> _Work order_
Pull every line holding the word "soldier" from the data below and copy it.

> _The records_
+-------+
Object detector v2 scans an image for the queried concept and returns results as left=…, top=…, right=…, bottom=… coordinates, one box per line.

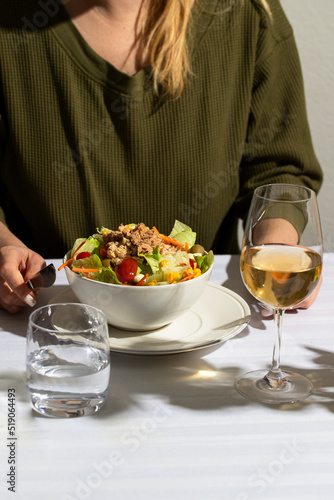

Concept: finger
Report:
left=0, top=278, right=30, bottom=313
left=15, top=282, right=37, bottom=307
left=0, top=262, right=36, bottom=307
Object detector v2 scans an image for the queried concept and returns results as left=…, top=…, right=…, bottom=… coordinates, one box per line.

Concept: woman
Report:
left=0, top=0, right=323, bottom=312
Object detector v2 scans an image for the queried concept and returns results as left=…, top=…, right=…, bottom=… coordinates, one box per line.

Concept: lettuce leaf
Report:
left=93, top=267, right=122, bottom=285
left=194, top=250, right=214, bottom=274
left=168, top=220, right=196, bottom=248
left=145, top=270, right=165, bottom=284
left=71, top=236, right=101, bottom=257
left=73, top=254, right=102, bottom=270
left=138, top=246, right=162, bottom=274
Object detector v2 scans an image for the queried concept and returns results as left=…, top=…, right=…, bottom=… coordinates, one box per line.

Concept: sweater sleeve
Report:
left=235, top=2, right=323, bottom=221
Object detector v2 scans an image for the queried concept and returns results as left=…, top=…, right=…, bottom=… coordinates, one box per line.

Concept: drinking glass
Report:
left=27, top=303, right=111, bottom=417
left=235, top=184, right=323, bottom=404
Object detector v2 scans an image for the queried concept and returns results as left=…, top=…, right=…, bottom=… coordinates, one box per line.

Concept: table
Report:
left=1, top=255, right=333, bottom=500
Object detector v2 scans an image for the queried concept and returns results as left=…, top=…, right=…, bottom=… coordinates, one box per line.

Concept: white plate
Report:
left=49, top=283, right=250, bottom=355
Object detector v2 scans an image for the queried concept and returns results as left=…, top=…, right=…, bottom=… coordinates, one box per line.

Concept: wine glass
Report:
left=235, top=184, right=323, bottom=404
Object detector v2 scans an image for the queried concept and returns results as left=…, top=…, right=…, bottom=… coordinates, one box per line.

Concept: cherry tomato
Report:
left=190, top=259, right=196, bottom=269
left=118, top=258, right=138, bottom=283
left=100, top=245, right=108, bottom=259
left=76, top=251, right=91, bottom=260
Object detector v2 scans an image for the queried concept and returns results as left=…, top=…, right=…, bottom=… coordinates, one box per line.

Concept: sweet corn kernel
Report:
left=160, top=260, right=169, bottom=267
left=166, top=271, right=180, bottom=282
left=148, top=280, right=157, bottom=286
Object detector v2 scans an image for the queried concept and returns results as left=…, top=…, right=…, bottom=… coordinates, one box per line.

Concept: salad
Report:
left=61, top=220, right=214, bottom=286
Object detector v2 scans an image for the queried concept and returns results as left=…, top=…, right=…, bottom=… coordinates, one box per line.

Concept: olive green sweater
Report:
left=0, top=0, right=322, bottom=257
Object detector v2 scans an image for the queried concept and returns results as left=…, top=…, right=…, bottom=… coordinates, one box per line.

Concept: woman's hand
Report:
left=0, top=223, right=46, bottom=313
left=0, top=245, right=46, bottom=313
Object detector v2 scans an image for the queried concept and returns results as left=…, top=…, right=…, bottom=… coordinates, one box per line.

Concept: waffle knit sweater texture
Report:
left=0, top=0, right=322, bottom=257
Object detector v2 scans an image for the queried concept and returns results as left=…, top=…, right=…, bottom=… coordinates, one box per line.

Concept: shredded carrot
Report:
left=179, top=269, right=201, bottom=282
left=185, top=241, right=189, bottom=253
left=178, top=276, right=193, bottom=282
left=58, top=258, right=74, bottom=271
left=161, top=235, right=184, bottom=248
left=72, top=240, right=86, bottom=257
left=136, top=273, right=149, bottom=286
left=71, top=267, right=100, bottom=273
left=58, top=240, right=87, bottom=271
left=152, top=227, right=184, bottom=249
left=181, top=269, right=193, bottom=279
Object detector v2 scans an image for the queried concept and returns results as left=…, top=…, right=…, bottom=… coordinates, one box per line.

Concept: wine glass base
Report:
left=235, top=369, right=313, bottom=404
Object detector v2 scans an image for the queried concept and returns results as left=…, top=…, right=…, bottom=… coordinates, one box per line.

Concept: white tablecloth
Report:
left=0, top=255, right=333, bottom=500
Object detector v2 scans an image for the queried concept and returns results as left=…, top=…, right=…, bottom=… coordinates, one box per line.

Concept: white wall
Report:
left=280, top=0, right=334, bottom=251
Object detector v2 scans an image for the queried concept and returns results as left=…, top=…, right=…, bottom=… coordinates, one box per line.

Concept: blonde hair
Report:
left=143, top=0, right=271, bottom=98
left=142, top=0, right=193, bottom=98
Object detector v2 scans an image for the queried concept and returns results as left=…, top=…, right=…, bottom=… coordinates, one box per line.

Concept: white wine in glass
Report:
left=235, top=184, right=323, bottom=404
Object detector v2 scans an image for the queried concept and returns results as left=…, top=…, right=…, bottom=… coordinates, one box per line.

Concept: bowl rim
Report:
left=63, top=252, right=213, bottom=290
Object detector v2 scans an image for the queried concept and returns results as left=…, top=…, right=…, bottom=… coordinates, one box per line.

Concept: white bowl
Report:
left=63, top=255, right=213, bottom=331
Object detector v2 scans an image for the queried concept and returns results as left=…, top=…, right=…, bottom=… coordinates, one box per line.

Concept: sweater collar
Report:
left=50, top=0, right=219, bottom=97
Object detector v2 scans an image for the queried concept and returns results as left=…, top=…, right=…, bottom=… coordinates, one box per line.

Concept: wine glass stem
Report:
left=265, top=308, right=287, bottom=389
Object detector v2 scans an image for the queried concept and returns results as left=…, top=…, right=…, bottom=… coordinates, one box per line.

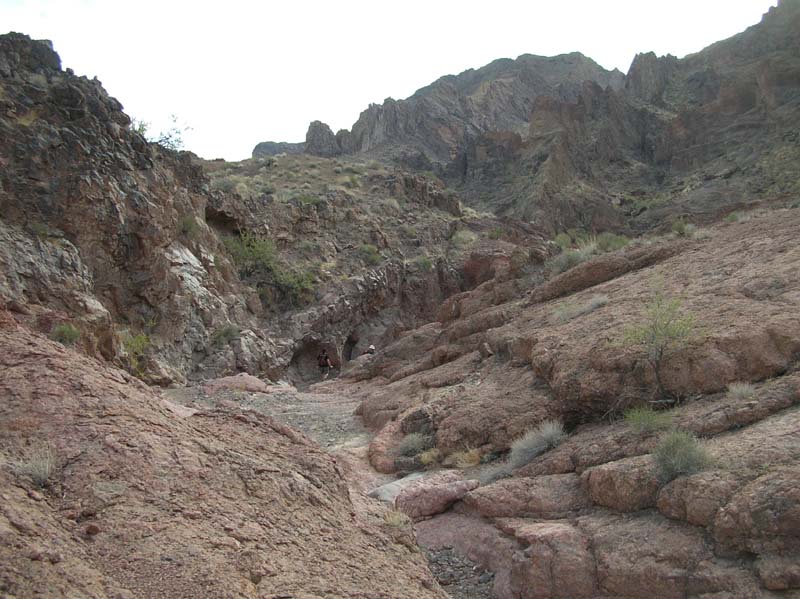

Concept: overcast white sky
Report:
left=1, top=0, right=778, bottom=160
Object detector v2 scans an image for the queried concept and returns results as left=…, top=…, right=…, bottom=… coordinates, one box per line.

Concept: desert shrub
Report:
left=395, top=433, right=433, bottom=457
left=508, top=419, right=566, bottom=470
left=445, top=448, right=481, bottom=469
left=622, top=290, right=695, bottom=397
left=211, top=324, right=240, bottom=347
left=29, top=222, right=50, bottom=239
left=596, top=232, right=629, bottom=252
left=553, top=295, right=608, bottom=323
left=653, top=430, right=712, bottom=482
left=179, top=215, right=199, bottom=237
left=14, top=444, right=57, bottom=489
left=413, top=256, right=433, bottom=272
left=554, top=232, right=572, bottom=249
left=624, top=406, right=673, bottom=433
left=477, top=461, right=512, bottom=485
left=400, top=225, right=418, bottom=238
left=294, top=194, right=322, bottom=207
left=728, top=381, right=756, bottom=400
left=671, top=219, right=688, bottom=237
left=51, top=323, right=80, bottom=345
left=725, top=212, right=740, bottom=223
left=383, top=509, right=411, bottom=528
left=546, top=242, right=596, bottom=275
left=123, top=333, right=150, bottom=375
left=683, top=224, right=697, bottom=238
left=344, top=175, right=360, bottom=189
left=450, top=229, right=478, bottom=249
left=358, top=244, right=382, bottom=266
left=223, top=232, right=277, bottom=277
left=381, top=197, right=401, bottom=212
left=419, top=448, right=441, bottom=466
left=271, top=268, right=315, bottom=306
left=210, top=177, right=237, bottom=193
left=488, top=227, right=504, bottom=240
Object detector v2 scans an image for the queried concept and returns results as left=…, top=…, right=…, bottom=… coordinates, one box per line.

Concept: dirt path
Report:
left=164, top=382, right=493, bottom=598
+-------+
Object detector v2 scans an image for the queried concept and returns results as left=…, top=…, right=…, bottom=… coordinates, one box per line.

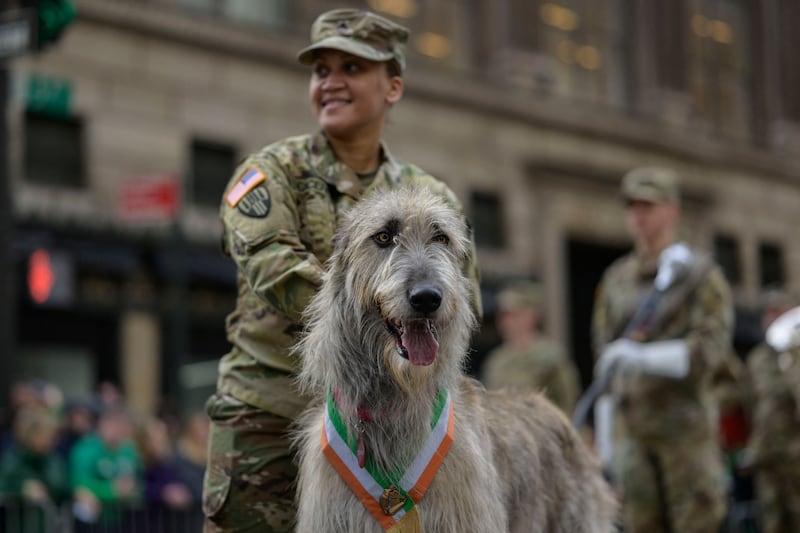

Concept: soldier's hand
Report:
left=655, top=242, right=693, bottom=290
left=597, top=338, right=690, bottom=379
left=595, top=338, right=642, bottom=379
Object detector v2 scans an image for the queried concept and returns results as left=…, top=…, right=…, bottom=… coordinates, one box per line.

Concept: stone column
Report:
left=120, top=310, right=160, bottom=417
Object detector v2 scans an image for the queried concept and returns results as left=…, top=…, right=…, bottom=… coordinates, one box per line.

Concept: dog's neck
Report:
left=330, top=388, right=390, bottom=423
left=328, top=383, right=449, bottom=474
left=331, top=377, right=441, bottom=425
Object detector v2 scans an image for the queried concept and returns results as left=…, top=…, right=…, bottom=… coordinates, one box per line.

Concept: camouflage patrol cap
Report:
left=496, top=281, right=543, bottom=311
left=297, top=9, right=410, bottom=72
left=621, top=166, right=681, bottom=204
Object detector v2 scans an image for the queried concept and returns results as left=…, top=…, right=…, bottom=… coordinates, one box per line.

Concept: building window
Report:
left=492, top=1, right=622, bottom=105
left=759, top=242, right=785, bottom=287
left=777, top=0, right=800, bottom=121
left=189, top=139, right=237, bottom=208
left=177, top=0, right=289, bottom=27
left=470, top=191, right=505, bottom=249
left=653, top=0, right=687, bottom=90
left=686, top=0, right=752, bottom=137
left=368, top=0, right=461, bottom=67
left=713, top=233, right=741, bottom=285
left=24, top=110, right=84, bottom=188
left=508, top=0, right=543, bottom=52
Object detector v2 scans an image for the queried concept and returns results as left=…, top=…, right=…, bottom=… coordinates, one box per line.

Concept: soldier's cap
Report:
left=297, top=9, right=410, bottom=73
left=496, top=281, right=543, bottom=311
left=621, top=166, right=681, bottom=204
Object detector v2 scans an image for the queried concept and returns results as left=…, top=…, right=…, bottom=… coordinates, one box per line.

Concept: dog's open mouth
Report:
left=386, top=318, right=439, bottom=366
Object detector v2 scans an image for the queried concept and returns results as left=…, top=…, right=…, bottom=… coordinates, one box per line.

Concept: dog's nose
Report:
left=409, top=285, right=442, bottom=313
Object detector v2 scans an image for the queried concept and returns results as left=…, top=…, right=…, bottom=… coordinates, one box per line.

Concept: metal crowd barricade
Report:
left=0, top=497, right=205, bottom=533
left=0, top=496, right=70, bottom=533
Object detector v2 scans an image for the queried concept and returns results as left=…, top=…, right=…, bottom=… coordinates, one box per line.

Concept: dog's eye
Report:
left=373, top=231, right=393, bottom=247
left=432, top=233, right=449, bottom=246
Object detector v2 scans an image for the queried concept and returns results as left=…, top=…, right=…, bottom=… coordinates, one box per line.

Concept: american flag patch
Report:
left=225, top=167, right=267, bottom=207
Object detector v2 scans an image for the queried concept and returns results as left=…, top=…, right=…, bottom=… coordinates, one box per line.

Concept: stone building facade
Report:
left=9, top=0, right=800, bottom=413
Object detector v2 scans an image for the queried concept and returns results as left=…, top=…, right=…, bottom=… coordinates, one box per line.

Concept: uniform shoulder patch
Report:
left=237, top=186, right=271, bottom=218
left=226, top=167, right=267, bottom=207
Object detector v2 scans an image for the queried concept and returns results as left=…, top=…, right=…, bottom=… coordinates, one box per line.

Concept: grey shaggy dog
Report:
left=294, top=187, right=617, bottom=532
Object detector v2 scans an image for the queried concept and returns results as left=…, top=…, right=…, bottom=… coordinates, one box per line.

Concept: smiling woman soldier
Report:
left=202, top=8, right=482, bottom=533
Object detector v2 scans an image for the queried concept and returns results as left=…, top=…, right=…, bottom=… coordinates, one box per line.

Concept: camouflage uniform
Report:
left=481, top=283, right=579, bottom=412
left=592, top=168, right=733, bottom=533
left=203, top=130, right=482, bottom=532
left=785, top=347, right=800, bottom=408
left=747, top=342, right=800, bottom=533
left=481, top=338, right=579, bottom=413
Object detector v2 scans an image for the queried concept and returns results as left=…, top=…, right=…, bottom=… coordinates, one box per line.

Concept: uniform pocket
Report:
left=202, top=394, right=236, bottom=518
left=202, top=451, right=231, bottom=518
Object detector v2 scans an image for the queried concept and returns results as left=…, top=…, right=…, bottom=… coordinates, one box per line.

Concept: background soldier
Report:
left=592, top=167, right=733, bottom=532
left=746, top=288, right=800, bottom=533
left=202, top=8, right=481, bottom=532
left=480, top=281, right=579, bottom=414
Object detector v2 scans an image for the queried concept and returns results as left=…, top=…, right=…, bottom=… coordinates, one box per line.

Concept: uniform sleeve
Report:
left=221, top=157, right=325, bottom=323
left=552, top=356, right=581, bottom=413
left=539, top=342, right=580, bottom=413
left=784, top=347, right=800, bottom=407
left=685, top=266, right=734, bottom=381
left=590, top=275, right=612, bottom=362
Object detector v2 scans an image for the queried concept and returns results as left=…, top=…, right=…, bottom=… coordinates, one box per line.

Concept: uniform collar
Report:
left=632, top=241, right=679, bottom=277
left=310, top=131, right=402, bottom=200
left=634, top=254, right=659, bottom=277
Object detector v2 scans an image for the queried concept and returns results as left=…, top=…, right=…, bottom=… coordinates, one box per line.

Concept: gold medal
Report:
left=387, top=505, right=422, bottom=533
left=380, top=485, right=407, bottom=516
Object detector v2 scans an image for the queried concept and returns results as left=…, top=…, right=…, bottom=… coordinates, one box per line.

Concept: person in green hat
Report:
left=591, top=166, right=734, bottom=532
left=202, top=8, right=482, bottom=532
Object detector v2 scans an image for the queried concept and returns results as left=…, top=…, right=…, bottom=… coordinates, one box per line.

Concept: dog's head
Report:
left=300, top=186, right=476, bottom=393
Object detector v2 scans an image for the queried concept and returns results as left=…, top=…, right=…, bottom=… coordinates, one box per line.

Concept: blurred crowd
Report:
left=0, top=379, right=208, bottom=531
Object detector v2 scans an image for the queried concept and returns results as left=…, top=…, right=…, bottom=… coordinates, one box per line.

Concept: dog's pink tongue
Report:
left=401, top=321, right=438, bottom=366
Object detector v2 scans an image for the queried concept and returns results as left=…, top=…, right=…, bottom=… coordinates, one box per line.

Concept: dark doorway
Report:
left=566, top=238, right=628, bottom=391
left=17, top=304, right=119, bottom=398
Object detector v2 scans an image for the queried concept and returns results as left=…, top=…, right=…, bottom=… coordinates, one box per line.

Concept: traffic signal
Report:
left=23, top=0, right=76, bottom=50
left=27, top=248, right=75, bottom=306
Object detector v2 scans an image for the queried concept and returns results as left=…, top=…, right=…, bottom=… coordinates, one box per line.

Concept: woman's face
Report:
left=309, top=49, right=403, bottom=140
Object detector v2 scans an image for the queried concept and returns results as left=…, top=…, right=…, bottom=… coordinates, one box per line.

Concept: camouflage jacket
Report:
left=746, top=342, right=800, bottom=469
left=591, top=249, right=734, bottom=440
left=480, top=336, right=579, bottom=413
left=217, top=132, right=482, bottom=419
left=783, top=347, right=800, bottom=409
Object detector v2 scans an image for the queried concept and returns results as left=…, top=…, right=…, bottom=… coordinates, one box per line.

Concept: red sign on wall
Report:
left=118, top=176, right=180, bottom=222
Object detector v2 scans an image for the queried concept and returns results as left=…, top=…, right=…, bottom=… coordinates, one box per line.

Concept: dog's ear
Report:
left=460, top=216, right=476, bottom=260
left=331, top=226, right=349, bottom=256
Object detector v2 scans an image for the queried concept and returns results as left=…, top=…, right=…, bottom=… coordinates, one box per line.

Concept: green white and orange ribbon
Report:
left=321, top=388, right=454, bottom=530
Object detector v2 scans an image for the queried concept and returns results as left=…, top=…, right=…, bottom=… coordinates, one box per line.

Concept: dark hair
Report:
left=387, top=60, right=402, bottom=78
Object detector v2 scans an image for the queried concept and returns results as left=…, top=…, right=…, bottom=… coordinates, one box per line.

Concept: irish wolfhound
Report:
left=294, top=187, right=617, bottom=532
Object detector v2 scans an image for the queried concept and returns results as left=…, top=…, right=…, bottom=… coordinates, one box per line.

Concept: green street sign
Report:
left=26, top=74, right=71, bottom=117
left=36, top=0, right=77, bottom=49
+-------+
> _Response_
Concept: soldier's hand
Concept: soldier's cap
Concept: smiling woman soldier
Concept: background soldier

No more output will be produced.